[Article]:
Film festivals Berlin Film Festival 2019

Mr Jones

Berlin Film Festival 2019: Mr Jones | Review

Mr Jones, despite being a 1933 period piece, has thematic content markedly relevant to our current time. Agenda-driven fake news prevails, journalists battle against the control of the government and but there is an underlying pursuit of truth. Agnieszka Holland’s film charts the real-life story of Gareth Jones, a Welsh journalist who exposed the starvation-inducing regime of Stalinist Russia. George Orwell is said to have got the inspiration for his seminal allegorical novel Animal Farm from the journalist’s journey. 

The form of the film is quite dizzying. It is interwoven with scenes of George Orwell hacking away at his typewriter. With each return, more animals flood the frame and, eventually, wooden statuettes appear. Granted, it’s a tall order to seamlessly make a film about a book written by a man who met a journalist who broke a story about Stalinist Russia.

The movie’s style is equally disorienting. In an attempt to ground it in reality there are archival montages of worn-down factory workers cut into the film. They feel wholly out of place. Counter-productively, they simply serve to show dissimilarities in the production design and characters who look nothing like the footage. James Norton takes the naive but courageous titular role and is supported by Vanessa Kirby as Ada Brooks, a journalist stationed in Moscow. They are clumsily clunked into space and struggle to bring much to the trope-filled roles.

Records
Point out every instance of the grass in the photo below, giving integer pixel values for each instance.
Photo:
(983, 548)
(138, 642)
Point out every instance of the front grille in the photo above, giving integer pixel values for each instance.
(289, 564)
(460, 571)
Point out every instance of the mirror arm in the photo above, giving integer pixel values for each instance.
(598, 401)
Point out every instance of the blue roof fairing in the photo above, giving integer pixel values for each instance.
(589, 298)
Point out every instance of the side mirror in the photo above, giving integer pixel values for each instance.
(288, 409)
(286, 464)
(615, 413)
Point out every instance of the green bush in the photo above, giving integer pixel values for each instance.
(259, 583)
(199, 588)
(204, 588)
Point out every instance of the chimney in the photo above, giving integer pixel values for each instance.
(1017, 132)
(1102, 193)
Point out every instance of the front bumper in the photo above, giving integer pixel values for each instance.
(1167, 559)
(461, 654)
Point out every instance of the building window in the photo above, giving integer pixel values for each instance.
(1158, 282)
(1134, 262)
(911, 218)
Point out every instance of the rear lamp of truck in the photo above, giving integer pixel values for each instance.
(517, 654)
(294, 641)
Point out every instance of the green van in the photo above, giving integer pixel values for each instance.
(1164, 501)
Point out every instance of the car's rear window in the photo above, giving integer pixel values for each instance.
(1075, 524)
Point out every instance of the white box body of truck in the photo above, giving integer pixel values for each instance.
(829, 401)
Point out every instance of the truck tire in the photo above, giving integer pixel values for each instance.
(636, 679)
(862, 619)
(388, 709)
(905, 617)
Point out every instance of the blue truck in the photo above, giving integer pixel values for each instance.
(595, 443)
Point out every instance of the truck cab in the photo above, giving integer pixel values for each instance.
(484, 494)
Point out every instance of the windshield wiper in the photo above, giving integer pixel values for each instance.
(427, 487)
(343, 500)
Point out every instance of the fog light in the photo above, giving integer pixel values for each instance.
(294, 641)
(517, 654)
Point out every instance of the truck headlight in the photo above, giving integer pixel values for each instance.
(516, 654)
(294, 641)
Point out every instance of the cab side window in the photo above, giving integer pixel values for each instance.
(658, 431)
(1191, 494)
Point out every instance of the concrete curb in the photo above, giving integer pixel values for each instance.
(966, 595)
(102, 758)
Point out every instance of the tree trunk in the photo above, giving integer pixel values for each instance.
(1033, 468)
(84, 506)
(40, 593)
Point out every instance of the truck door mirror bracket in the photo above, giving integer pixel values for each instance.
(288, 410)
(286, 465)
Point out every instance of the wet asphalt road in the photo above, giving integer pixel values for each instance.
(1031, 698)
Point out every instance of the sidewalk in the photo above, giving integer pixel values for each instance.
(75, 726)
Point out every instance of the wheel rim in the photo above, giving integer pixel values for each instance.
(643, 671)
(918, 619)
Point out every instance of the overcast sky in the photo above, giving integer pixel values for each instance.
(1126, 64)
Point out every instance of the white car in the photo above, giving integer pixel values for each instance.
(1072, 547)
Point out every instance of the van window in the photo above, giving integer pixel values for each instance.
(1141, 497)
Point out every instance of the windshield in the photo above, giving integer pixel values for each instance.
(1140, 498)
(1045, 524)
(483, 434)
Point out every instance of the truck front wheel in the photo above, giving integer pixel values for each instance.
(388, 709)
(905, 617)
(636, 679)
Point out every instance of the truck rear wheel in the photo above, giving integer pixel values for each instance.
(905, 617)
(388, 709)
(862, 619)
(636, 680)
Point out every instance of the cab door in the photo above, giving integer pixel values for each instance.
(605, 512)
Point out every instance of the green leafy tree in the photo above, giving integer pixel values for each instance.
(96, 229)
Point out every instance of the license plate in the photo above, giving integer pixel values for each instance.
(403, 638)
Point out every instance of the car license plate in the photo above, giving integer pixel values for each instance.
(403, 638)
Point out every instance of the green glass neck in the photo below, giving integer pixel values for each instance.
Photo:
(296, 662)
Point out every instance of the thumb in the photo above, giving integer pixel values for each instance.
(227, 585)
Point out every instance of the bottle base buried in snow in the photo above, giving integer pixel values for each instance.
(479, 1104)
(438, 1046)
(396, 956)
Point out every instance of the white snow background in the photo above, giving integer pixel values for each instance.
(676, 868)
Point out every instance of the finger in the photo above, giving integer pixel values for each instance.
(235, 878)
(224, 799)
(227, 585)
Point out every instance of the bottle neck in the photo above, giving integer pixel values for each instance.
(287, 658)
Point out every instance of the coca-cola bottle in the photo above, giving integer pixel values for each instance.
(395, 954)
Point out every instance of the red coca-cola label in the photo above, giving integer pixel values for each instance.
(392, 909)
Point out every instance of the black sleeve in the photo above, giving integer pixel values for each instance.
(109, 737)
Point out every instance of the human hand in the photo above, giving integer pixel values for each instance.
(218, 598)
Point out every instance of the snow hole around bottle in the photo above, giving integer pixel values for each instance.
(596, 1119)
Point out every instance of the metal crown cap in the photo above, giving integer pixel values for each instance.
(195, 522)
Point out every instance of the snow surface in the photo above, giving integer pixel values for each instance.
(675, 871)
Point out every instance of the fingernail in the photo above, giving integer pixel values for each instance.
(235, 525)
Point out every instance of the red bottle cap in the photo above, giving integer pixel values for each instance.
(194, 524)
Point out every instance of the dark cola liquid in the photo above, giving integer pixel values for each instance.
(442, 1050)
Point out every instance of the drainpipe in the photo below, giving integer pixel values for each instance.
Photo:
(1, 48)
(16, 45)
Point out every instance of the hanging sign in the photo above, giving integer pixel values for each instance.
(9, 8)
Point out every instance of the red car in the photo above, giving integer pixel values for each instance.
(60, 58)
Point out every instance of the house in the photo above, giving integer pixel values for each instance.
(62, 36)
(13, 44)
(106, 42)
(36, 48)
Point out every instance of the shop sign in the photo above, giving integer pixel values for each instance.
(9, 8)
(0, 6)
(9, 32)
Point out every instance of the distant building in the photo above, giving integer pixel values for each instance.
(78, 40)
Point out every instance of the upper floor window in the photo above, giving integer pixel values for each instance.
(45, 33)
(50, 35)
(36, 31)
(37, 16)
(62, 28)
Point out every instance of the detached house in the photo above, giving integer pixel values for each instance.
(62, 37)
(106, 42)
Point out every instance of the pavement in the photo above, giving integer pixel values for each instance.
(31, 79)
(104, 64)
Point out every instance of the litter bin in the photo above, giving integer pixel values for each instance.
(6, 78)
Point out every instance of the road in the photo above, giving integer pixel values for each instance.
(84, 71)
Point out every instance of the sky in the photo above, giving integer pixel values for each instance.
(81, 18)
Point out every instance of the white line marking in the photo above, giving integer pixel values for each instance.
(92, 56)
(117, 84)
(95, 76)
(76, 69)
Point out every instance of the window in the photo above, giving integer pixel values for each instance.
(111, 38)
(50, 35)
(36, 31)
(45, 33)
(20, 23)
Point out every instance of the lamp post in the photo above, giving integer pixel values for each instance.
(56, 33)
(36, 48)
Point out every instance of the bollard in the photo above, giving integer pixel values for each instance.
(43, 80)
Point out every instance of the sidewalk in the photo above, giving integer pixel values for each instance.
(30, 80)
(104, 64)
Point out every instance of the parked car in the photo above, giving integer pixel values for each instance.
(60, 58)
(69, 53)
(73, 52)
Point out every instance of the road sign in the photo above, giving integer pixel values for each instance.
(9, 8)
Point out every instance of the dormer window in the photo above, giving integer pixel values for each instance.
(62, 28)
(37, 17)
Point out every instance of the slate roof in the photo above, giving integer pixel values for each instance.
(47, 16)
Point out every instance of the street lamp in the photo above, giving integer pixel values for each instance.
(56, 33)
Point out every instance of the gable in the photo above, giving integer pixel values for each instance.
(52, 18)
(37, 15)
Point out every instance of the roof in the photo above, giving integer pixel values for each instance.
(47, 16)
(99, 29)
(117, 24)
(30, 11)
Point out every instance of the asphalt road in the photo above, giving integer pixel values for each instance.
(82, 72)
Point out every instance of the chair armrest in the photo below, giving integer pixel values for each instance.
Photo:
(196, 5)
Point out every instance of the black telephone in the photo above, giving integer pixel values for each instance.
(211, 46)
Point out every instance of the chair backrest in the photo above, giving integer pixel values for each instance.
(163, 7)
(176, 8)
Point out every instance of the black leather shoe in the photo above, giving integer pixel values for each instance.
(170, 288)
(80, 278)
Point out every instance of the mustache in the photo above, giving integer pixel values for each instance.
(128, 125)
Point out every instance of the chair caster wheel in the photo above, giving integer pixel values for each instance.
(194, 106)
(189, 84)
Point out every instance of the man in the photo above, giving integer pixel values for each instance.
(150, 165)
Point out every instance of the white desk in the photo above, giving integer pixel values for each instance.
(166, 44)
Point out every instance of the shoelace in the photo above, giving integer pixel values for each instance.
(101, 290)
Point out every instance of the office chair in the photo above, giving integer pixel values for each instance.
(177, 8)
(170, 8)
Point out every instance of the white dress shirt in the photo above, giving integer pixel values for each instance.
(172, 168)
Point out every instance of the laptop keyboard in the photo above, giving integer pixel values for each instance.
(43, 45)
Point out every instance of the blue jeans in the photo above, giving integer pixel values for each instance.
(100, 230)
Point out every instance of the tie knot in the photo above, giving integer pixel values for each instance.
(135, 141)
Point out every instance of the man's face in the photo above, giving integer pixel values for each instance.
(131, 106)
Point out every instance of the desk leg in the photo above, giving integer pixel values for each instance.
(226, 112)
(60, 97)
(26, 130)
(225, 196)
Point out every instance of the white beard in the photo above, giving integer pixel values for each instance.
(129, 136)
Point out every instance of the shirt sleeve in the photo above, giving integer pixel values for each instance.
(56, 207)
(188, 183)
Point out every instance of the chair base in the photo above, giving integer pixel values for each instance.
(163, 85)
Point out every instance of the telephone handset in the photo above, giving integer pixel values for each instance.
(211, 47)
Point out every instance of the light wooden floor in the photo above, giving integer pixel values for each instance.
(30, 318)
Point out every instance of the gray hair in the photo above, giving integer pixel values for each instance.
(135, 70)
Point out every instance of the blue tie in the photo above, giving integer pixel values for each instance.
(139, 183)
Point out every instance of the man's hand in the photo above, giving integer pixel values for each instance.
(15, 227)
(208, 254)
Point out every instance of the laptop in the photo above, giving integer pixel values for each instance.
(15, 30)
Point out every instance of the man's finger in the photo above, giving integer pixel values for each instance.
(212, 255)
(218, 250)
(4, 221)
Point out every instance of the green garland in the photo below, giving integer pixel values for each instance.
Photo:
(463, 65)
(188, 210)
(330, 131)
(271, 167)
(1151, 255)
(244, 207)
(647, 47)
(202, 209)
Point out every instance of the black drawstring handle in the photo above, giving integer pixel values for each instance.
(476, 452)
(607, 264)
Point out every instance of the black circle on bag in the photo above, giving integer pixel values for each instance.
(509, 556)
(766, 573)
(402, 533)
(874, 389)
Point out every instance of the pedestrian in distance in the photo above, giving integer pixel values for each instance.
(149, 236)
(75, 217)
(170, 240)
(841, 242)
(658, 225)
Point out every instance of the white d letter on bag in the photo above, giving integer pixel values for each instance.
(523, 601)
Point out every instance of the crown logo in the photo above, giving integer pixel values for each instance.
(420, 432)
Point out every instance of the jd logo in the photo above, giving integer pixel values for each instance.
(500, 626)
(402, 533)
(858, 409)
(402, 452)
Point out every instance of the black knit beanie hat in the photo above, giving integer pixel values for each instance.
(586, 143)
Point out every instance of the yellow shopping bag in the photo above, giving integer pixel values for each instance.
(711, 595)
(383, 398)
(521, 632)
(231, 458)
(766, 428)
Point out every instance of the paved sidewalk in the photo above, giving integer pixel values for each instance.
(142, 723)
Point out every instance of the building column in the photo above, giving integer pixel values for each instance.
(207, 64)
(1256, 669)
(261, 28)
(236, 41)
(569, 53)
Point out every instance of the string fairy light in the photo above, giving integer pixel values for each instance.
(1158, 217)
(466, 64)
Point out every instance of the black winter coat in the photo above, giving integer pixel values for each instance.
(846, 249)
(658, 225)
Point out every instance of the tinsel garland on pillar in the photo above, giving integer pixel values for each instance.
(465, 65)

[Problems to solve]:
1) Which actor plays Ada Brooks in the film, according to the review of Mr Jones?
2) Rewrite everything in the records from the line containing "Point out every instance of the van" down to the line containing "(1141, 497)", keeping the requests and raising every coordinate in the answers by 49.

[Answers for this exercise]:
1) Vanessa Kirby

2)
Point out every instance of the van window in the photo above, giving integer pixel values for each instance.
(1190, 546)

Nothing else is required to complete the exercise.